Top of Text section

CHAPTER XI GOSSIP ON THE ROAD TO THE FRONT

Ari, Sikkim,
June 24.

I write in an old forest rest-house on the borders of British Bhutan.

The place is quiet and pastoral; climbing roses overhang the roof and invade the bedrooms; martins have built their nests in the eaves; cuckoos are calling among the chestnuts down the hill. Outside is a flower-garden, gay with geraniums and petunias and familiar English plants that have overrun their straggling borders and scattered themselves in the narrow plot of grass that fringes the forest. Some Government officer must have planted them years ago, and left them to fight it out with Nature and the caretaker.

The forest has encroached, and it is hard to say where Nature's hand or Art's begins and ends. Beside a rose-bush there has sprung up the solid pink club of the wild ginger, and from a bed of amaryllis a giant arum raises itself four feet in its dappled, snake-like sheath. Gardens have most charm in spots like this, where their mingled trimness and neglect contrast with the insolent unconcern of an encroaching forest.

Bottom of Text section
Top of Data to examine

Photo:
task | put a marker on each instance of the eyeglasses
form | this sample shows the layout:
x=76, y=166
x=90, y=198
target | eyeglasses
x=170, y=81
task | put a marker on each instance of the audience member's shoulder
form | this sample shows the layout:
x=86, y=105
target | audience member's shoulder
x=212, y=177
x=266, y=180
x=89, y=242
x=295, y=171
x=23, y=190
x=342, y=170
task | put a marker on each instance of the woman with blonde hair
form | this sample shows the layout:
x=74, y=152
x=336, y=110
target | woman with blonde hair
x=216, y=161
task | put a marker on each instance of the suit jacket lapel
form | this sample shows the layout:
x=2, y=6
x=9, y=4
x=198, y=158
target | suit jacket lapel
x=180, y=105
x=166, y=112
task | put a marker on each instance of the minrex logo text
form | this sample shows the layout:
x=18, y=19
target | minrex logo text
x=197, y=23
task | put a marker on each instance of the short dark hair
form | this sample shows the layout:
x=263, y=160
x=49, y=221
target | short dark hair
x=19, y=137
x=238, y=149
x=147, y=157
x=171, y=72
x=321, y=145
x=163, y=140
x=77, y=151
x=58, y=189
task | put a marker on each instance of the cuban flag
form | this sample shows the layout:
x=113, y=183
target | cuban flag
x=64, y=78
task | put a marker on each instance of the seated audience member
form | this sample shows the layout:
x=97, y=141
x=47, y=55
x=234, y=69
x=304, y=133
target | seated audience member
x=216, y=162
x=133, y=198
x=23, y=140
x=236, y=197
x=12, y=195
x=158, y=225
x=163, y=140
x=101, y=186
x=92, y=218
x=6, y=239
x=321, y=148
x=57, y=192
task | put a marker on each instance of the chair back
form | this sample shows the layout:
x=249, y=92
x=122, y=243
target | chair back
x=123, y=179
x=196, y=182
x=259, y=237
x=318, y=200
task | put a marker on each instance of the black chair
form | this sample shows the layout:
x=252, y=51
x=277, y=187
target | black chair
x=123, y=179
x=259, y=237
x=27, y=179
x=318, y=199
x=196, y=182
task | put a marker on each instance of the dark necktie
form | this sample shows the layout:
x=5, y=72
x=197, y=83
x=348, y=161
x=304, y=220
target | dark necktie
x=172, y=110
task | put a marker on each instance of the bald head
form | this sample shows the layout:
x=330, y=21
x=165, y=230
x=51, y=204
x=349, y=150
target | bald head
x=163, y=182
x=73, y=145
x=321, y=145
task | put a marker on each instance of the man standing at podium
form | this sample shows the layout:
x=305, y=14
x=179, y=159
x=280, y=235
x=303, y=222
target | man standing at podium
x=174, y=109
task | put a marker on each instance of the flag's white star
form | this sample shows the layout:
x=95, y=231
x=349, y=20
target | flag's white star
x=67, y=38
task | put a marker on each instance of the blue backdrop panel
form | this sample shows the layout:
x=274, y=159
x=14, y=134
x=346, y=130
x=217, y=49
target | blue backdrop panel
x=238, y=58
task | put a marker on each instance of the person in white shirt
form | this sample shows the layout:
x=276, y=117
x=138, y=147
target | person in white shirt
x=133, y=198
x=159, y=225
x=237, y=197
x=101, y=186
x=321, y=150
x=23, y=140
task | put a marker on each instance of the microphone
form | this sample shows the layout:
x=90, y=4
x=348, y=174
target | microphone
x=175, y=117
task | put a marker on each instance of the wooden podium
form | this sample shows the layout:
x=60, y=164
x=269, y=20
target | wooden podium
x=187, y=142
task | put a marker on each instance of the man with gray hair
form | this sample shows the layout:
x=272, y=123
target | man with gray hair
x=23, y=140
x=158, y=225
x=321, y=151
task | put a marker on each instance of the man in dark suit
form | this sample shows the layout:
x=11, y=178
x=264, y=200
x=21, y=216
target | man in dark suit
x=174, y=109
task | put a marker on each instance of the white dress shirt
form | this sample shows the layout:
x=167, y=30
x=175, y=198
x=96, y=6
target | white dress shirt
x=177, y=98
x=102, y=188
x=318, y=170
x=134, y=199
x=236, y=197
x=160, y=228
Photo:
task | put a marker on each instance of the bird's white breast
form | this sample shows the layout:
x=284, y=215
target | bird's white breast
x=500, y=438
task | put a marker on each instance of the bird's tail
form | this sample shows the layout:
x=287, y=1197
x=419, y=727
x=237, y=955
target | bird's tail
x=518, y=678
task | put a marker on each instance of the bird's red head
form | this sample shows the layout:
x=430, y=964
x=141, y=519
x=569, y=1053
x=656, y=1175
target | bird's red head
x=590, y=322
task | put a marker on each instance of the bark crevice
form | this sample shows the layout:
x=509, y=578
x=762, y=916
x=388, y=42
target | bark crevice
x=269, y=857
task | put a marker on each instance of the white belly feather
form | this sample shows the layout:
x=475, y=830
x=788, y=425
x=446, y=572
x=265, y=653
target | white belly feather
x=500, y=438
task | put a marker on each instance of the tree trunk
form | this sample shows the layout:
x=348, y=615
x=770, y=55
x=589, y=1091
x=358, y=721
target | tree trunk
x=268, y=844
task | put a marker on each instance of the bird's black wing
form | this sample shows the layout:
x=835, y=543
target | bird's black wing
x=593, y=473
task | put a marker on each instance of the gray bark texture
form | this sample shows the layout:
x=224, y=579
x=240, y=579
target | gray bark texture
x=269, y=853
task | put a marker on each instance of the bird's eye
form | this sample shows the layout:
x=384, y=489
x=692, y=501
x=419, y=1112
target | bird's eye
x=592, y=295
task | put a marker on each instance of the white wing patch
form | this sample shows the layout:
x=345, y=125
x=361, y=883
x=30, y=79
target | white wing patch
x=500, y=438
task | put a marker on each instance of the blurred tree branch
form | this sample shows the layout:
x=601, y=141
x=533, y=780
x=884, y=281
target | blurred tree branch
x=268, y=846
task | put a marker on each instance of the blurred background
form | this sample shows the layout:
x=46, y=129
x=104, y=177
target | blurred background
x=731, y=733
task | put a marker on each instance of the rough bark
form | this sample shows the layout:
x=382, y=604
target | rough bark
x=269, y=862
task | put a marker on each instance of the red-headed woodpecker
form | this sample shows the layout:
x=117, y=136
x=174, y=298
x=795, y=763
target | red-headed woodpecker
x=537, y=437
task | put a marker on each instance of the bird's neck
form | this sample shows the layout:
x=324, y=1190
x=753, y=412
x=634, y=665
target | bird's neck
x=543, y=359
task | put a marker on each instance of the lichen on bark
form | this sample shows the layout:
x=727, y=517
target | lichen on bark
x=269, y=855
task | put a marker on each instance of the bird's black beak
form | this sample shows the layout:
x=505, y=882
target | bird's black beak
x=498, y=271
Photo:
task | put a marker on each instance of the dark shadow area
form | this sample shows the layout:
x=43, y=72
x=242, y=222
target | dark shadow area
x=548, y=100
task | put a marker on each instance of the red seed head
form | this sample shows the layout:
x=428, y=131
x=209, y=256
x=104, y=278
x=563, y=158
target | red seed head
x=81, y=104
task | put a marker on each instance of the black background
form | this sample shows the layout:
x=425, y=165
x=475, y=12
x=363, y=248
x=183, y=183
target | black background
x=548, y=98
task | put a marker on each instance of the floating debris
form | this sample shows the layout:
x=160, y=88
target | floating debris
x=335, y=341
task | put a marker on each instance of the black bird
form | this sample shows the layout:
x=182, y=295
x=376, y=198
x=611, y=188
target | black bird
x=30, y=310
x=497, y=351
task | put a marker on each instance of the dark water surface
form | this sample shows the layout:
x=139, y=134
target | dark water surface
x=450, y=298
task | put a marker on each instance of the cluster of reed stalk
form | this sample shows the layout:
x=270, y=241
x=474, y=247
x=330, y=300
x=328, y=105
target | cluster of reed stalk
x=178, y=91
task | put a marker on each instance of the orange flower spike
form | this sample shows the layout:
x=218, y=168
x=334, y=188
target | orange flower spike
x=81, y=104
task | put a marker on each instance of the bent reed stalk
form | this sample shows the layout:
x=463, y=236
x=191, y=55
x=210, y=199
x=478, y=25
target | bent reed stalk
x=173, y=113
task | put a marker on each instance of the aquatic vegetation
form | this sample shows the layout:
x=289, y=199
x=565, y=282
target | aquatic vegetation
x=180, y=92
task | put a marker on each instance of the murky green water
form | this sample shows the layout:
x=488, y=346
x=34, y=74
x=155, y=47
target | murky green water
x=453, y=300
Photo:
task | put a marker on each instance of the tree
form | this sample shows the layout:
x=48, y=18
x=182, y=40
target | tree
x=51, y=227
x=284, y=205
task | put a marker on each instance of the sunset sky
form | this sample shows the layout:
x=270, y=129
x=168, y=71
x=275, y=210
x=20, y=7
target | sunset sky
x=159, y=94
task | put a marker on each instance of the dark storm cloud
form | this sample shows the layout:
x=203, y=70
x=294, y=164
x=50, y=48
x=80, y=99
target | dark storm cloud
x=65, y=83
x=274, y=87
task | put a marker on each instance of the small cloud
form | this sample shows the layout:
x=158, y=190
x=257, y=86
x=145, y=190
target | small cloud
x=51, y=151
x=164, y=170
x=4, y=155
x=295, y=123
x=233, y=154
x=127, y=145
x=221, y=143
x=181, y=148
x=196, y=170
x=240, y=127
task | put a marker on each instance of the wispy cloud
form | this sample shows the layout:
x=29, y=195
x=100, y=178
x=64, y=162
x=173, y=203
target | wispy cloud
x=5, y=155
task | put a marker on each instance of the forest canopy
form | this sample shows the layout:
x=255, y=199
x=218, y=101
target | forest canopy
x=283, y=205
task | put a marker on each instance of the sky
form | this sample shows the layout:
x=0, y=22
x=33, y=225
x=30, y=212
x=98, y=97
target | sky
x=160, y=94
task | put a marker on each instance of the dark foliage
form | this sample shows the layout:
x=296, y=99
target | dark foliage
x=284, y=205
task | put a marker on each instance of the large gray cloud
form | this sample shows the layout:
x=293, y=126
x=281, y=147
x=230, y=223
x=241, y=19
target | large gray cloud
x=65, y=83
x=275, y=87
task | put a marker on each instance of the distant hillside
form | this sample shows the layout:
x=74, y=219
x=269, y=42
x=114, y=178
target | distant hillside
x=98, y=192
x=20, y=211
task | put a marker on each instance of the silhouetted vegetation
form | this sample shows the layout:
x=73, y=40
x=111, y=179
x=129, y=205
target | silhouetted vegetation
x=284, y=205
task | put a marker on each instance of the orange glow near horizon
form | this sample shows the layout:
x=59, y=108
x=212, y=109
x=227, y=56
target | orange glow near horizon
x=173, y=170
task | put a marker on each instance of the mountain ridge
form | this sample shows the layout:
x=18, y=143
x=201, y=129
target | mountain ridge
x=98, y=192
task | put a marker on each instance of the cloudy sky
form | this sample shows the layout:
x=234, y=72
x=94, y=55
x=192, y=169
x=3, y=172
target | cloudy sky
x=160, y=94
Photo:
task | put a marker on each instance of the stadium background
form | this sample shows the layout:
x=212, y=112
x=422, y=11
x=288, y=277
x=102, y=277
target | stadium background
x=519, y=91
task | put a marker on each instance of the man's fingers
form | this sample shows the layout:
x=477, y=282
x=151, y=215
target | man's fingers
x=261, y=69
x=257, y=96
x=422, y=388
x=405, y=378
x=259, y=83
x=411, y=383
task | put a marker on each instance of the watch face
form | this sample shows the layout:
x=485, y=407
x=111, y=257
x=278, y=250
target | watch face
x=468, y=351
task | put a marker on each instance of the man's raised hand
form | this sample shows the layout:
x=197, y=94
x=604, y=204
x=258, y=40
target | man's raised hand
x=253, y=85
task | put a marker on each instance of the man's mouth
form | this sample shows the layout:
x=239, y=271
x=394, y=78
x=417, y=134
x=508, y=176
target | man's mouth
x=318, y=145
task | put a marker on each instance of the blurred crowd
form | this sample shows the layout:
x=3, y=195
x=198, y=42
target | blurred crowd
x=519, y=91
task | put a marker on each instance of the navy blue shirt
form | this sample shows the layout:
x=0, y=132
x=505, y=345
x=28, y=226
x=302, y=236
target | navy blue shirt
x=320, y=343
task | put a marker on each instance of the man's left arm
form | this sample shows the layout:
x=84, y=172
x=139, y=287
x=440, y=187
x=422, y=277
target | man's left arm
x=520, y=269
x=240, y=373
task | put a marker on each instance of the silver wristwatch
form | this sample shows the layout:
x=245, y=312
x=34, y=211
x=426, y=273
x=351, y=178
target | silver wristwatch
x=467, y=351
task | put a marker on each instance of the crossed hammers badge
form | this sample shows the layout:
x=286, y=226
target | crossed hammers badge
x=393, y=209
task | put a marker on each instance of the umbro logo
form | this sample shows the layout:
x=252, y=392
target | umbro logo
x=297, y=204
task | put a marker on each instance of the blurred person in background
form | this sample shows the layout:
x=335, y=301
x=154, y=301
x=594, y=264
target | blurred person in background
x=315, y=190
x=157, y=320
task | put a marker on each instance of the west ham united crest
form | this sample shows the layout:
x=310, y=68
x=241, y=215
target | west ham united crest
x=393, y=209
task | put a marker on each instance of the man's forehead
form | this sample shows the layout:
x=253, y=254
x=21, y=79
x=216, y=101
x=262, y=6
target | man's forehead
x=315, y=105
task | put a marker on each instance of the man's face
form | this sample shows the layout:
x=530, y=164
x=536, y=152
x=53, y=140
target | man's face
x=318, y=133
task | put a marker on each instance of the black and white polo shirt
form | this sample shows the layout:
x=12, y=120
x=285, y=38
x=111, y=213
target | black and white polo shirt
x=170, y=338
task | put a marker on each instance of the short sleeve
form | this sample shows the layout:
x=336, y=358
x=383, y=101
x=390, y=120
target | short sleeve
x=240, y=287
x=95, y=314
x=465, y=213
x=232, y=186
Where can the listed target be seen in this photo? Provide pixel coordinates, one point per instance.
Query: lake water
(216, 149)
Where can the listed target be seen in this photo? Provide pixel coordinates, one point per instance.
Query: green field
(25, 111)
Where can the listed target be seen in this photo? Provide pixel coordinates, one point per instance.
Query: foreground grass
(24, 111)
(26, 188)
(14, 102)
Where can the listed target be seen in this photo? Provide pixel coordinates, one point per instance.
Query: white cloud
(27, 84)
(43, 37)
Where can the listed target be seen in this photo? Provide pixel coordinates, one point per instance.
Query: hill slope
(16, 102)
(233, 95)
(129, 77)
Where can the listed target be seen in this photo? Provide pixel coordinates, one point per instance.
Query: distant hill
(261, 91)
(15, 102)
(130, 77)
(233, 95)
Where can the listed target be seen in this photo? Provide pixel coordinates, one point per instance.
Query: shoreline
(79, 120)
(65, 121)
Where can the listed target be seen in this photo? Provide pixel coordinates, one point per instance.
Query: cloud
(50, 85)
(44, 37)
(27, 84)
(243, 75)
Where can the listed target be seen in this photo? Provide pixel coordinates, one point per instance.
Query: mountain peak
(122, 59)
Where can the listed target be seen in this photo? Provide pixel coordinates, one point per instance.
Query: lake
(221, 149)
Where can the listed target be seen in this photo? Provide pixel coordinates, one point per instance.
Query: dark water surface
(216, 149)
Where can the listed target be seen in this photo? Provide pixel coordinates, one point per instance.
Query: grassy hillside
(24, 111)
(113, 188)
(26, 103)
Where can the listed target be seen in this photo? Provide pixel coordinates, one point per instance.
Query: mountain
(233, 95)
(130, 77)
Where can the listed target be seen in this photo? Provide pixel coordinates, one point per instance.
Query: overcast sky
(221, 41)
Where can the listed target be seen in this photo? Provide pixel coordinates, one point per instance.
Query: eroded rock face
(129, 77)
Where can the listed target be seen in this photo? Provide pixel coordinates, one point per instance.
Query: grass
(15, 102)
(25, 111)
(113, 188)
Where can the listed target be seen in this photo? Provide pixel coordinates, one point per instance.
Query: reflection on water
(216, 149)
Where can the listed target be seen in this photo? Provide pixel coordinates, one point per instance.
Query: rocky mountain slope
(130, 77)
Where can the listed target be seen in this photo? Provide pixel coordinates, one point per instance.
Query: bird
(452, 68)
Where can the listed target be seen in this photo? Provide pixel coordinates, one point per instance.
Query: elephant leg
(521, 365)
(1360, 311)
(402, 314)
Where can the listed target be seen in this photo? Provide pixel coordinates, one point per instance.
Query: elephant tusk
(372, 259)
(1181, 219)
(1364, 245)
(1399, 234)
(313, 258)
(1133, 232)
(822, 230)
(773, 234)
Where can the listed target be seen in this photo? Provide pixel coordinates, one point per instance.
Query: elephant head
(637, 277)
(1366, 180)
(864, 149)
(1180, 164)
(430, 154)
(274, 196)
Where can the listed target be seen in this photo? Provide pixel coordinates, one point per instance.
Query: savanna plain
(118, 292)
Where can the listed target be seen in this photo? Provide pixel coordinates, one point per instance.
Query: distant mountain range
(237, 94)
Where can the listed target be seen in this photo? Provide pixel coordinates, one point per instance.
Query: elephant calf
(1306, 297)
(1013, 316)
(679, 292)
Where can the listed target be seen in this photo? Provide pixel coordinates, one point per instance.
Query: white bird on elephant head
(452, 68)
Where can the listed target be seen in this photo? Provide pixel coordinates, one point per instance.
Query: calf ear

Bottom of Data to examine

** Work request A **
According to the chapter, where is the old forest rest-house located?
** Work request B **
Reproduce the chapter's text starting at "I write in an" and ending at "and the caretaker.".
Use only the chapter to complete the tasks.

** Reply A **
It is on the borders of British Bhutan.

** Reply B **
I write in an old forest rest-house on the borders of British Bhutan.

The place is quiet and pastoral; climbing roses overhang the roof and invade the bedrooms; martins have built their nests in the eaves; cuckoos are calling among the chestnuts down the hill. Outside is a flower-garden, gay with geraniums and petunias and familiar English plants that have overrun their straggling borders and scattered themselves in the narrow plot of grass that fringes the forest. Some Government officer must have planted them years ago, and left them to fight it out with Nature and the caretaker.